__WHAT YOU HAVE TO DO__
Render the records from their first line through the line containing "[(161, 1323)]" as a numbered list, one line per item. Leave out any blank lines.

__PROVIDED RECORDS__
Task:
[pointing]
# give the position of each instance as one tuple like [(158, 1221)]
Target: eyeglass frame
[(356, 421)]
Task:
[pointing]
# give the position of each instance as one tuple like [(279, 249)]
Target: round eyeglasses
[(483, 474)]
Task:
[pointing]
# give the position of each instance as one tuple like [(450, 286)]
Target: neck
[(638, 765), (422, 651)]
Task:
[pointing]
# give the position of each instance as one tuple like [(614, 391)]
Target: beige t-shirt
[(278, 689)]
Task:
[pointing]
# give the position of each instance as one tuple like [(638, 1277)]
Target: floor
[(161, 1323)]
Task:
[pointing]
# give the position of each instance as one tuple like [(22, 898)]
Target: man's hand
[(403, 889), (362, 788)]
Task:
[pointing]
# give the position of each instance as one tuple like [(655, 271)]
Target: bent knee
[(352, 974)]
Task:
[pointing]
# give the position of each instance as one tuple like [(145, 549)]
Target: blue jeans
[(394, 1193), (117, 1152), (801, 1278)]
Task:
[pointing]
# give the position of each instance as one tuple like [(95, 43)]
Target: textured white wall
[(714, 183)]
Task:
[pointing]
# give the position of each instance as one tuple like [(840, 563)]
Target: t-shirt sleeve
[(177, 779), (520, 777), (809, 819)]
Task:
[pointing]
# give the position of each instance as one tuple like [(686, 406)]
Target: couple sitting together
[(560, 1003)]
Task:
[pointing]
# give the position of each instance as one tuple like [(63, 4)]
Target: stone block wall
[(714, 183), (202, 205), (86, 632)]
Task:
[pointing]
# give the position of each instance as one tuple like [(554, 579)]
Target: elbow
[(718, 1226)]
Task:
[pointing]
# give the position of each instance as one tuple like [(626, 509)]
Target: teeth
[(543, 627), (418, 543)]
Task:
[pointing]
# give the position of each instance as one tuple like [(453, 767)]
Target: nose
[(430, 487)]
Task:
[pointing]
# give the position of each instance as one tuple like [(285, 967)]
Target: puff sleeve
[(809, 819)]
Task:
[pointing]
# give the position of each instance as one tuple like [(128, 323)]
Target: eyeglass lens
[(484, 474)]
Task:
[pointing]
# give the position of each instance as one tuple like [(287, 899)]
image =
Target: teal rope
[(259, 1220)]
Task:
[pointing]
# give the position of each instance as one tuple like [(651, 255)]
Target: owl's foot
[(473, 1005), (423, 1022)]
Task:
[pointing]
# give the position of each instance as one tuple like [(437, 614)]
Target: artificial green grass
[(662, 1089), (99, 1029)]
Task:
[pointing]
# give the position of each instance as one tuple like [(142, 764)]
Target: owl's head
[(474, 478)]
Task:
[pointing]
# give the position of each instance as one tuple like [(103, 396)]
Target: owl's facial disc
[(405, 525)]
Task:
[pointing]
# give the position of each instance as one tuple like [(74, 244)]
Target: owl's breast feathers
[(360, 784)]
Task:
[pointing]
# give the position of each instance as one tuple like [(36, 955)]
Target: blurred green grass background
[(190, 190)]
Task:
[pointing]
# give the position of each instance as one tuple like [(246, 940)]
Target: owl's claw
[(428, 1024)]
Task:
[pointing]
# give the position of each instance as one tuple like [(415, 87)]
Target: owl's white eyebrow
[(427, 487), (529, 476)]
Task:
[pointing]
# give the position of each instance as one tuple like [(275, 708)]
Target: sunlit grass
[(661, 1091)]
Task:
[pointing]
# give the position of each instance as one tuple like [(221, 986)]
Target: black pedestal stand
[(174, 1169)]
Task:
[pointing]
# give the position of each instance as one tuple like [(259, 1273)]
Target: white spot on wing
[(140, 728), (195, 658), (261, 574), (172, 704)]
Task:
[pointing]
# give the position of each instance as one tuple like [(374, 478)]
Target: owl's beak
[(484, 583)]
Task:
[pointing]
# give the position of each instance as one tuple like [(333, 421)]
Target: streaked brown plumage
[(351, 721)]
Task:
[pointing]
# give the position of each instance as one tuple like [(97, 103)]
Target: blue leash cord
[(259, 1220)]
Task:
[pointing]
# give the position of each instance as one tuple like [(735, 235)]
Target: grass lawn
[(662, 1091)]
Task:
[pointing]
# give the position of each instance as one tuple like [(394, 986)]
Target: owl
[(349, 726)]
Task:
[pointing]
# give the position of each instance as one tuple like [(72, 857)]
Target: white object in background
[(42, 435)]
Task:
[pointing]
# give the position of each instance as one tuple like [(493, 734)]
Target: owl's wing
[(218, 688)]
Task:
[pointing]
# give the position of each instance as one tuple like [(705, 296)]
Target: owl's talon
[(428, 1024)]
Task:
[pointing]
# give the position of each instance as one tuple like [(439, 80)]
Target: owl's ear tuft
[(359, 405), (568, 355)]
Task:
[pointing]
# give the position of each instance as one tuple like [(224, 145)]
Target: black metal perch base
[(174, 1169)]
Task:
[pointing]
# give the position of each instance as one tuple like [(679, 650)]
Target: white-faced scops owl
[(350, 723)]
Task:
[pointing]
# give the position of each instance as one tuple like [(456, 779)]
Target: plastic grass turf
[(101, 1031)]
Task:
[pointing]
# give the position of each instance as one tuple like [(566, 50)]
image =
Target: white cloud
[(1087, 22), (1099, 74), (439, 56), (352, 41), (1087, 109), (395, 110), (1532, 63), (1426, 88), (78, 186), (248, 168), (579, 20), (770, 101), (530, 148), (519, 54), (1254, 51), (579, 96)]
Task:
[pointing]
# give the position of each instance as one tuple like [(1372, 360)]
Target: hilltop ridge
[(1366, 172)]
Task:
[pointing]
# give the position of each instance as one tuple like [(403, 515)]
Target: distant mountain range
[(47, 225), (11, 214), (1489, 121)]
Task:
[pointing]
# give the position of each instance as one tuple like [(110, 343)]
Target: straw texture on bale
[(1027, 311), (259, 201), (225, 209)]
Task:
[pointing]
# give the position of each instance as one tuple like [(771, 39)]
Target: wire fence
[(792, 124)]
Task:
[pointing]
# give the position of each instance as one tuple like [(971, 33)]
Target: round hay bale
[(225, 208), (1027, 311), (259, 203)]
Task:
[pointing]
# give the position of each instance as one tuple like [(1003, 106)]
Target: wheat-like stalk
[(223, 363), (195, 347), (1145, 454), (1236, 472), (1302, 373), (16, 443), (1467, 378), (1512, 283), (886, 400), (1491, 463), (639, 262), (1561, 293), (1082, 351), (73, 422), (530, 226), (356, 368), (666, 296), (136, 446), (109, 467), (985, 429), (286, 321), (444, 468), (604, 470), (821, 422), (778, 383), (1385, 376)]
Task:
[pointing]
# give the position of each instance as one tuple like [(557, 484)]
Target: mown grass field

__FULL OUTPUT__
1. Task:
2. [pointing]
3. # give the position of each instance as one tuple like [(158, 1221)]
4. Target: eyeglass frame
5. [(356, 421)]
6. Task:
7. [pointing]
8. # give the position of each instance as one tuple like [(279, 249)]
9. Target: round eyeglasses
10. [(483, 474)]
11. Task:
12. [pointing]
13. # give the position of each instance as one tuple like [(450, 286)]
14. Target: neck
15. [(638, 765), (422, 651)]
16. Task:
17. [pointing]
18. # give the position of each instance as one tuple like [(614, 391)]
19. Target: beige t-shirt
20. [(278, 689)]
21. Task:
22. [pointing]
23. # give the position of each instance as one tuple like [(638, 1277)]
24. Target: floor
25. [(161, 1323)]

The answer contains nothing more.